Jack Harold Paar (May 1, 1918 – January 27, 2004) was an American talk show host, author, radio and television comedian, and film actor. He was the second host of The Tonight Show from 1957 to 1962. Time magazine's obituary of Paar reported wryly, "His fans would remember him as the fellow who split talk show history into two eras: Before Paar and Below Paar."
Richard Stuart Walker (29 May 1918 – 2 August 1985) was an English angler. Walker was the first angler to apply scientific thought to angling and wrote many books on the sport. He also wrote for the angling press, most notably for the Angling Times, Trout & Salmon and Fly Dressers' Guild Newsletter. He held the record for a carp in the UK for 28 years with a fish of 44 pounds (20 kg) caught at Redmire pool in Herefordshire.
Manuel Pertegaz Ibáñez (18 May 1918 - 30 August 2014) known as Manuel Pertegaz or simply as Pertegaz was a Spanish fashion designer. He was so highly regarded that he was asked to succeed Christian Dior in 1957 as head designer at Dior, but chose to remain in Spain, where by the 1960s he was considered its leading couturier.
Claude Farell, real name Monika Burg, also known as Paulette Colar, Catherine Farell, Paulette Kolar and Paulette von Suchan (7 May 1918 – 17 March 2008) was an Austrian actress.
Ruth Lommel (1918–2012) was a German stage and film actress. She was the daughter of the actor Ludwig Manfred Lommel. Her brother Ulli Lommel also became an actor, while another brother is a cinematographer. She was married to the racing driver Emil Vorster.
George Leonard Wallace known as George Wallace Jnr (16 May 1918 – 30 September 1968), was an Australian comedian, vaudevillian and television personality. The son of George Stephenson Wallace, he became a famous comedian in his own right. He had considerable success on television in the late 1950s, and 1960s, winning Logie Awards in 1963 and 1964. George Wallace Jnr's television show, Theatre Royal, which originated in Brisbane, won six consecutive Logie Awards from 1962 to 1967.
Myron Leon Wallace (May 9, 1918 – April 7, 2012) was an American journalist, game show host, actor, and media personality. He interviewed a wide range of prominent newsmakers during his seven-decade career. He was one of the original correspondents featured on CBS news program 60 Minutes, which debuted in 1968. Wallace retired as a regular full-time correspondent in 2006, but still appeared occasionally on the series until 2008. He is the father of Chris Wallace.

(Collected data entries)
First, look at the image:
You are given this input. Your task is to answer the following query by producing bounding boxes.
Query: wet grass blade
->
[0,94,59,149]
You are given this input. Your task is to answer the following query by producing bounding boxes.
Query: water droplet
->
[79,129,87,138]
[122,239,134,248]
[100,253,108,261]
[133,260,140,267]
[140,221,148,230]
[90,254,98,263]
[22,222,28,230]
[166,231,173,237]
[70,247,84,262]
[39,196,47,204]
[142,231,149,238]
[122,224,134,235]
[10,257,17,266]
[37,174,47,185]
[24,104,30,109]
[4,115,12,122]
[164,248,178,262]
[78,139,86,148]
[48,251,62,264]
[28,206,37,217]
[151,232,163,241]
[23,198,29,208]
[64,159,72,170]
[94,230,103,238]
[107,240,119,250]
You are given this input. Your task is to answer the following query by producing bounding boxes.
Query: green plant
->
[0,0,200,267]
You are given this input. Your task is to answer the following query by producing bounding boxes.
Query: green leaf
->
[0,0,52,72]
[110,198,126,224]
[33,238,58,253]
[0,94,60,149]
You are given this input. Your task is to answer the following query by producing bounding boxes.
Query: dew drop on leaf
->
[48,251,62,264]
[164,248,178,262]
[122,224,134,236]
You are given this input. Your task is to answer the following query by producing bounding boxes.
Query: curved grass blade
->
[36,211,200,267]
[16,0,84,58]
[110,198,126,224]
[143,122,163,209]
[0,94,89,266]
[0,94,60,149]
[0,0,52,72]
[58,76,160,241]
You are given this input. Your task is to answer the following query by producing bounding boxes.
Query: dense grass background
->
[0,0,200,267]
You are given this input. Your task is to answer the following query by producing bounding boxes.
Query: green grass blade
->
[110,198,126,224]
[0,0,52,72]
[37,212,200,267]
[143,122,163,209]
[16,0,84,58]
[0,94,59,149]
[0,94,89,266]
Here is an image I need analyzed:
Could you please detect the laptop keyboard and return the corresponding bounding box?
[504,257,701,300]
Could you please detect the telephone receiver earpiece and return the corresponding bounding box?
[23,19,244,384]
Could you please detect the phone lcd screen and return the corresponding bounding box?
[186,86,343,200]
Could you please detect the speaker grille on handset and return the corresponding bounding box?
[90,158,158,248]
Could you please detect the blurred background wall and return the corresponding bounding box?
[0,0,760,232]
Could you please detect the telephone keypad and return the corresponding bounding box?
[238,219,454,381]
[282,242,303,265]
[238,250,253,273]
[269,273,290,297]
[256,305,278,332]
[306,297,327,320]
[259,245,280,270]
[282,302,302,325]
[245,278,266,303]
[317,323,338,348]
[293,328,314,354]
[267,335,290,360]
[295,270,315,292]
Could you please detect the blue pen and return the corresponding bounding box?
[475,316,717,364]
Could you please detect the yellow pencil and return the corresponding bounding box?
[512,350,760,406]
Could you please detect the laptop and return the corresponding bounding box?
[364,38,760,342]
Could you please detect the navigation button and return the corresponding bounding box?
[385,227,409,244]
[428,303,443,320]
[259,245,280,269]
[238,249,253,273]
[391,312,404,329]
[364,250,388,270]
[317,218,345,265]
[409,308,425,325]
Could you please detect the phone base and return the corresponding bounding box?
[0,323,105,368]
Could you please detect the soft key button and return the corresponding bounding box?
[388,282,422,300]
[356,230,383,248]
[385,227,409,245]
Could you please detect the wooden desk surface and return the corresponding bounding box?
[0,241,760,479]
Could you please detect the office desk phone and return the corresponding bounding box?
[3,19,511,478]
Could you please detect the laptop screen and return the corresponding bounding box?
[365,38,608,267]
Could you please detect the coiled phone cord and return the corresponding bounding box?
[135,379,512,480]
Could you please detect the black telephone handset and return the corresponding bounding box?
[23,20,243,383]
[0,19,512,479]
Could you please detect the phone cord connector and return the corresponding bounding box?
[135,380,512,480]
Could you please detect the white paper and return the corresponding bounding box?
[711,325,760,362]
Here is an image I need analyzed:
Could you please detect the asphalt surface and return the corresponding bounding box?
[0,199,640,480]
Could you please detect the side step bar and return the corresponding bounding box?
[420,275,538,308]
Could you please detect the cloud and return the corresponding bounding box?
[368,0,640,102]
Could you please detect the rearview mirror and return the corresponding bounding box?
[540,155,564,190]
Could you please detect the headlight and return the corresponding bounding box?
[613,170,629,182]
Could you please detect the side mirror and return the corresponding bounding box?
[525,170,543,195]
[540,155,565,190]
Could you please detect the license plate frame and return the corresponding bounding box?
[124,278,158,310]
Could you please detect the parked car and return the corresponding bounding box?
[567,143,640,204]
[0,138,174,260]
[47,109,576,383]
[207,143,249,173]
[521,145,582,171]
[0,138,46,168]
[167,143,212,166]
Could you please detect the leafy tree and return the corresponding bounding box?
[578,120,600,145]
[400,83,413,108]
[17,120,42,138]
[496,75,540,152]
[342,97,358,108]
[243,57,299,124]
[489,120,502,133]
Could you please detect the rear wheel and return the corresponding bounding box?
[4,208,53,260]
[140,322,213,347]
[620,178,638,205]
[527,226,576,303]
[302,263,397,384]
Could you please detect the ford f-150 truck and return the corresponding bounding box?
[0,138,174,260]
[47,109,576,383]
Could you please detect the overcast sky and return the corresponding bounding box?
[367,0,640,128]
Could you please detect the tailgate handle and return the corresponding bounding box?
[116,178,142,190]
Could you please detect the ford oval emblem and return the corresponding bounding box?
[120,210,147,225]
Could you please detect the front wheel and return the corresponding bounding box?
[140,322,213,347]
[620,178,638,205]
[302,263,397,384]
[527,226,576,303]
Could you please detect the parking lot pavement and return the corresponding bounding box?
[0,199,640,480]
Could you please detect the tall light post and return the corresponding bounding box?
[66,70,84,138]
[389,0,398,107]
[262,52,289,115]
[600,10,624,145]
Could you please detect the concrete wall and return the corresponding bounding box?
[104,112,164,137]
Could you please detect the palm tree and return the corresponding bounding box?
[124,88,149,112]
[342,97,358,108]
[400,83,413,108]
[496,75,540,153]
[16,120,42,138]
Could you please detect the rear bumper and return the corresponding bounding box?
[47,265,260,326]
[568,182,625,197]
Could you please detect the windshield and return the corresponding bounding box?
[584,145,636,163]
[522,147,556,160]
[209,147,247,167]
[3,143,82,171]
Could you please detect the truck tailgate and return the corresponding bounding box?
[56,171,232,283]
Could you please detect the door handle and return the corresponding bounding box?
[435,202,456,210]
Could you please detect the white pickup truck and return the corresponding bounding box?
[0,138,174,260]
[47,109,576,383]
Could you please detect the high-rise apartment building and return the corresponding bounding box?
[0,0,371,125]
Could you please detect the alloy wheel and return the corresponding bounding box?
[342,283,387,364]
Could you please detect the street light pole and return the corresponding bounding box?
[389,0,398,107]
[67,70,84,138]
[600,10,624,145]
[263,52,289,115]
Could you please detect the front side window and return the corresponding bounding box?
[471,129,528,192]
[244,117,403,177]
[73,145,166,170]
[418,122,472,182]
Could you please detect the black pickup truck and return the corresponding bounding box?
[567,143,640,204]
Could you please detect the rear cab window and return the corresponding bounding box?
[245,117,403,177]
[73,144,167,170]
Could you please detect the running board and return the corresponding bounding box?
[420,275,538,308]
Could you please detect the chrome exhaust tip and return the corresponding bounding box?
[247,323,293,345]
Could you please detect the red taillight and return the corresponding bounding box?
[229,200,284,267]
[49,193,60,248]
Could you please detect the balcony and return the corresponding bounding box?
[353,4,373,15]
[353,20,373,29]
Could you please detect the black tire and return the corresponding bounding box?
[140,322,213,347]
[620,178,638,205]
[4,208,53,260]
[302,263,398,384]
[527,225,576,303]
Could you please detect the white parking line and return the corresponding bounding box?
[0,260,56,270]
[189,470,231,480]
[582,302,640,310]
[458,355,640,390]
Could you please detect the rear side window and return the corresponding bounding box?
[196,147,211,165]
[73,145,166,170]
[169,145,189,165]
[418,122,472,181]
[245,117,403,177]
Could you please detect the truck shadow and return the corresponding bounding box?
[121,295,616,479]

■ **ACTION ITEM A**:
In the biographies, where did Richard Stuart Walker catch the carp that held the UK record?
■ **ACTION ITEM B**:
Reproduce the portion of the biographies starting with "Manuel Pertegaz Ibáñez" and going on through "driver Emil Vorster.".
■ **ACTION ITEM C**:
Condense the paragraph of the biographies that opens with "George Leonard Wallace known as George Wallace Jnr" into a brief list, keeping its main facts.

■ **YOUR SOLUTION A**:
At Redmire pool in Herefordshire.

■ **YOUR SOLUTION B**:
Manuel Pertegaz Ibáñez (18 May 1918 - 30 August 2014) known as Manuel Pertegaz or simply as Pertegaz was a Spanish fashion designer. He was so highly regarded that he was asked to succeed Christian Dior in 1957 as head designer at Dior, but chose to remain in Spain, where by the 1960s he was considered its leading couturier.
Claude Farell, real name Monika Burg, also known as Paulette Colar, Catherine Farell, Paulette Kolar and Paulette von Suchan (7 May 1918 – 17 March 2008) was an Austrian actress.
Ruth Lommel (1918–2012) was a German stage and film actress. She was the daughter of the actor Ludwig Manfred Lommel. Her brother Ulli Lommel also became an actor, while another brother is a cinematographer. She was married to the racing driver Emil Vorster.

■ **YOUR SOLUTION C**:
- George Leonard Wallace, known as George Wallace Jnr (16 May 1918 – 30 September 1968), was an Australian comedian, vaudevillian and television personality.
- He was the son of George Stephenson Wallace.
- He had considerable television success in the late 1950s and 1960s and won Logie Awards in 1963 and 1964.
- His show Theatre Royal, which originated in Brisbane, won six consecutive Logie Awards from 1962 to 1967.